What is needed: A verbatim copy of every entry is required. Produce it now.

[The input]

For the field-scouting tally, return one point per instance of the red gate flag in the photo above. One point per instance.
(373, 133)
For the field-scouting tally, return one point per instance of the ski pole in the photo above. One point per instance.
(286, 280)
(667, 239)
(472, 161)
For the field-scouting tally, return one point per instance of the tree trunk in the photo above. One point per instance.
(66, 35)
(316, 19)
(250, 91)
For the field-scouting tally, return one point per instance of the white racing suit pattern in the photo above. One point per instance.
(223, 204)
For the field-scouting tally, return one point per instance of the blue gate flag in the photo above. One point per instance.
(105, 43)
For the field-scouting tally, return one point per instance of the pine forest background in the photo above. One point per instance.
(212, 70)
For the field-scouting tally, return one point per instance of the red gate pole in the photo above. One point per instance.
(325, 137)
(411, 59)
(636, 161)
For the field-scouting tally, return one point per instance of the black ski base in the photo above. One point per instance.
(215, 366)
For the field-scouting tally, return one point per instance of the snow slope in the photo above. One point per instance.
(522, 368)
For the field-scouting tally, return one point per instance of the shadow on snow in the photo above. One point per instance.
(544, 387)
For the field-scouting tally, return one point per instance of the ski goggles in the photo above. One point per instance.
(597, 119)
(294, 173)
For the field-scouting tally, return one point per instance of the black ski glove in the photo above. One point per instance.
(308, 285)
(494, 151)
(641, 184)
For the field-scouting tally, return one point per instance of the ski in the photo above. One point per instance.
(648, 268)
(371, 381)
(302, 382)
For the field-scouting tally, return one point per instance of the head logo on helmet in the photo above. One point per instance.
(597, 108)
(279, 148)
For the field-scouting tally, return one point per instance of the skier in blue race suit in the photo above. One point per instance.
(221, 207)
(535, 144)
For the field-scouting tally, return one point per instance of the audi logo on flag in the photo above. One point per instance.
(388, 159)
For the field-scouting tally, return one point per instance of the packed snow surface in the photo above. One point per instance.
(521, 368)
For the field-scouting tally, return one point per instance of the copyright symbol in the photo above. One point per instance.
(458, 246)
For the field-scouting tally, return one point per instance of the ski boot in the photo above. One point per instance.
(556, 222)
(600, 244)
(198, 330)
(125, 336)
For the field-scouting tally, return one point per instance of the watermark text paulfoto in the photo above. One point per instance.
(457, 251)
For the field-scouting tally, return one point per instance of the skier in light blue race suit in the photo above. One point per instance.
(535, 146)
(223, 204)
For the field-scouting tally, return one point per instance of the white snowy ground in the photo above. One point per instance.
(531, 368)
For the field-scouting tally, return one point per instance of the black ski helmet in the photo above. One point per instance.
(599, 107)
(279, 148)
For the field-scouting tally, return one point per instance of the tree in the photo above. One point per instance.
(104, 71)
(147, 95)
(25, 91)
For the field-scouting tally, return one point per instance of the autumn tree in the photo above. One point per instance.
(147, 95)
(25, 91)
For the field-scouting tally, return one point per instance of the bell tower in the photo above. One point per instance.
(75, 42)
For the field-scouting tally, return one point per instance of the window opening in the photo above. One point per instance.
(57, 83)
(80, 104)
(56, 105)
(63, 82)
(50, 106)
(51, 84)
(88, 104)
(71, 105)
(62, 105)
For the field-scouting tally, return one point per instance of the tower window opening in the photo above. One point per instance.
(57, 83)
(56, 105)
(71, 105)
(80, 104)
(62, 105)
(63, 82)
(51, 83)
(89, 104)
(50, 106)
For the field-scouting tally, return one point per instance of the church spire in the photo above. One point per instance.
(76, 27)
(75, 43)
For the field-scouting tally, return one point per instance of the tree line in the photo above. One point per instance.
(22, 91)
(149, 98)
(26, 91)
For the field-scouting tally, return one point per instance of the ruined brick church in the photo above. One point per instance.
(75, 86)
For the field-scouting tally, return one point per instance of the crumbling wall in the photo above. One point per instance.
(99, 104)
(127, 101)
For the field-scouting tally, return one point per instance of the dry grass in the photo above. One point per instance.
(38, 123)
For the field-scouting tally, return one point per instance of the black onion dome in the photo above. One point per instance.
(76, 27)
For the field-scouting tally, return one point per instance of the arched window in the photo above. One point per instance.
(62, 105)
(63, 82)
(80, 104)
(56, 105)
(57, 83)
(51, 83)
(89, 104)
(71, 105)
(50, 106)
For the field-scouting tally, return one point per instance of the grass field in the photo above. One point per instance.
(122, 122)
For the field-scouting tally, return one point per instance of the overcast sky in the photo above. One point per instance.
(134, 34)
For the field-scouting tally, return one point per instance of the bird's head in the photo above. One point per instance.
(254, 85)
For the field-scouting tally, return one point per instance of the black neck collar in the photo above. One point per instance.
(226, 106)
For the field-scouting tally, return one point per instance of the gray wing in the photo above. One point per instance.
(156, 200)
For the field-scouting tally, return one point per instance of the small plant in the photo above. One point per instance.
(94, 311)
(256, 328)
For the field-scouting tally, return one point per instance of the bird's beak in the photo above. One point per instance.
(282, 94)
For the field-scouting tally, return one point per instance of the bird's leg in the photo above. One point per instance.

[/The input]

Reply to the exercise:
For the field-scouting tally, return one point per instance of the red gate flag in the photo above. One point per instance.
(373, 133)
For the field-scouting tally, return one point per instance of the ski pole in the photo above. One point per instance.
(286, 280)
(667, 239)
(472, 161)
For the field-scouting tally, return one point per instance of the tree trunk in the photo above. One point per instance.
(66, 35)
(316, 19)
(250, 91)
For the field-scouting tally, return one point per instance of the white racing suit pattern in the photo above. One point per instance.
(223, 204)
For the field-scouting tally, return one point per instance of the blue gate flag in the photo above. One point per instance.
(105, 43)
For the field-scouting tally, return one point per instance of the pine forest background in the photo above. One point per instance.
(212, 70)
For the field-scouting tally, return one point per instance of the red gate pole in the photo above. One point per instance.
(325, 137)
(411, 59)
(636, 161)
For the field-scouting tally, return one point per instance of the black ski base in the photo above. One point per instance.
(215, 366)
For the field-scouting tally, return one point per instance of the snow slope in the photo above. One point per instance.
(522, 368)
For the field-scouting tally, return one point per instance of the shadow on snow in the photo above. One point per instance.
(544, 387)
For the field-scouting tally, return one point per instance of the ski goggles in the photo above. One point per instance.
(597, 119)
(294, 173)
For the field-scouting tally, return one point per instance of the black ski glove in the photo above. One point per instance.
(308, 285)
(494, 151)
(641, 184)
For the field-scouting tally, return one point per instance of the ski in the photo above. One point per instance.
(648, 268)
(371, 381)
(302, 382)
For the field-scouting tally, return one point per instance of the head logo on helmet in the photo above. One point per instance.
(597, 108)
(279, 148)
For the field-scouting tally, return one point per instance of the skier in blue race suit in the photo above. One point per instance.
(221, 207)
(535, 144)
For the field-scouting tally, return one point per instance of the audi logo on flag in the photo above. One point per instance.
(388, 159)
For the field-scouting tally, return one point per instance of the packed snow surface in the photo above. One point per instance.
(521, 368)
For the field-scouting tally, return one point per instance of the copyright symbol in the photo above. One point per instance.
(458, 246)
For the field-scouting tally, return one point per instance of the ski boot in the photo above. One point per instance.
(556, 222)
(600, 244)
(198, 330)
(125, 336)
For the field-scouting tally, return one point per instance of the watermark text paulfoto in the photo above. One point per instance.
(457, 251)
For the field-scouting tally, return one point per instance of the skier in light blue race suit in the photo above. One point per instance.
(535, 146)
(223, 204)
For the field-scouting tally, return one point per instance of the white snowy ground in the photo above. One point per instance.
(531, 368)
For the field-scouting tally, return one point per instance of the black ski helmet in the photo above. One point per instance.
(599, 107)
(279, 148)
For the field-scouting tally, return one point per instance of the tree in the photo above. One point per instance.
(104, 71)
(147, 95)
(25, 91)
For the field-scouting tally, return one point per instance of the autumn tree in the photo above. One point per instance.
(147, 95)
(25, 91)
For the field-scouting tally, return one point per instance of the bell tower in the photo above. One point per instance.
(75, 42)
For the field-scouting tally, return one point per instance of the window opening in the photo above. One point per instance.
(57, 83)
(80, 104)
(56, 105)
(63, 82)
(50, 106)
(51, 84)
(88, 104)
(71, 105)
(62, 105)
For the field-scouting tally, return one point per instance of the tower window opening in the photo above. One point per instance.
(57, 83)
(56, 105)
(71, 105)
(80, 104)
(62, 105)
(63, 82)
(51, 83)
(89, 104)
(50, 106)
For the field-scouting tally, return one point per instance of the church spire in the photo above. One point per instance.
(76, 27)
(75, 43)
For the field-scouting tally, return one point per instance of the tree line in the photo above. One point per instance.
(22, 91)
(149, 98)
(26, 91)
For the field-scouting tally, return one point per instance of the ruined brick church in the photo above. One point per instance.
(75, 86)
For the field-scouting tally, return one point per instance of the crumbling wall in the photo above. One point per instance.
(99, 104)
(127, 101)
For the field-scouting tally, return one point per instance of the dry grass in the photo above. One point per instance.
(38, 123)
For the field-scouting tally, return one point per instance of the black onion dome in the photo above. One point per instance.
(76, 27)
For the field-scouting tally, return one point per instance of the arched window in the photo above. One point per instance.
(62, 105)
(63, 82)
(80, 104)
(56, 105)
(57, 83)
(51, 83)
(89, 104)
(71, 105)
(50, 106)
For the field-scouting tally, return one point per instance of the grass field in the photo above. One point per instance.
(122, 122)
For the field-scouting tally, return one point per instance of the overcast sky in the photo above. One point per instance.
(134, 34)
For the field-scouting tally, return one point per instance of the bird's head in the photo above. One point per instance.
(254, 85)
For the field-scouting tally, return one point per instance of the black neck collar in the photo above. One point per instance.
(226, 106)
For the field-scouting tally, return one point per instance of the gray wing in the photo above. One point per instance.
(156, 200)
For the field-scouting tally, return one point per instance of the small plant in the photo above. One point per instance.
(94, 311)
(256, 328)
For the field-scouting tally, return one point per instance of the bird's beak in the photo above. One point per instance.
(282, 94)
For the field-scouting tally, return one point per instance of the bird's leg in the photo above. One point per instance.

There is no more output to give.